■ **Instructions to follow**
Taking the line with "Return one point per instance of the dirt" as the start, reproduce every line until the records end, exactly and with nothing added.

══ Data for this task ══

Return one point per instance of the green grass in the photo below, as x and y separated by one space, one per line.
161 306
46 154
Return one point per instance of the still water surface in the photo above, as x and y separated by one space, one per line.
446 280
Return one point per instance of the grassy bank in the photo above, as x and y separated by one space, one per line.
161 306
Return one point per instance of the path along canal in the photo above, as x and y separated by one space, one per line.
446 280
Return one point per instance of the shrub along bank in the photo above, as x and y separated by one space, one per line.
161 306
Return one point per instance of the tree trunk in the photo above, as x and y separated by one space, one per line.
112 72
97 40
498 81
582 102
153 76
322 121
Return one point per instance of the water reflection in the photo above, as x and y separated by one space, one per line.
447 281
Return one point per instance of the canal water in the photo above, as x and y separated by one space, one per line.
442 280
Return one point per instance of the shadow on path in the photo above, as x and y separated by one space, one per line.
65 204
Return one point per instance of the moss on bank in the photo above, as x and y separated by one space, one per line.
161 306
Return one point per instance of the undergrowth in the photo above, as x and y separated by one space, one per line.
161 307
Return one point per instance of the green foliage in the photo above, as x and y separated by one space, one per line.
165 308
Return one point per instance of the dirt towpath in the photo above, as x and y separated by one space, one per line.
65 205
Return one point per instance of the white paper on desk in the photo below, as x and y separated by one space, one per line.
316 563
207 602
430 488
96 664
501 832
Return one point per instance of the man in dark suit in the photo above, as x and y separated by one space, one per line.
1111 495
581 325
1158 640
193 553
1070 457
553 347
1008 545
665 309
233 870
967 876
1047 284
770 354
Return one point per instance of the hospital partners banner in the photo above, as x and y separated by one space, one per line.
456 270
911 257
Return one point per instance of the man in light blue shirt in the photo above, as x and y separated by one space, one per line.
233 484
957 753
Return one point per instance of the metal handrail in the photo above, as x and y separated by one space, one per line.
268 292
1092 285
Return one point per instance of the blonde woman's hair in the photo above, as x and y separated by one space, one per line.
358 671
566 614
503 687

═══

■ **Result**
Return one point per instance of the dirt towpath in the photo above, as x and y separated by one space, one per line.
65 205
Return one point per instance of the white paper on desk in the photo below, as x and y separated by one space, one per line.
316 563
207 602
430 488
96 664
501 832
Return one point per instance of the man in dark suit in the photo above, as x and y separated by one space, one per line.
1111 495
581 325
1158 640
193 553
1070 457
553 347
1008 545
665 309
233 870
967 876
1047 284
770 354
Return one point per instance of the hospital partners banner in the photo above, as x and y separated by one space, one per line.
456 270
911 257
Return one point per instance of the man in light blue shirt in the photo above, as x and y separated by one space, one per line.
233 484
957 753
Return one point per instance of the metal handrail in the photo above, as x and y separated by one space, one per line.
268 292
1092 285
Return one point per instance of the blonde woman's hair in the photo above, as x and y separated by one space, one per line.
358 671
566 614
503 687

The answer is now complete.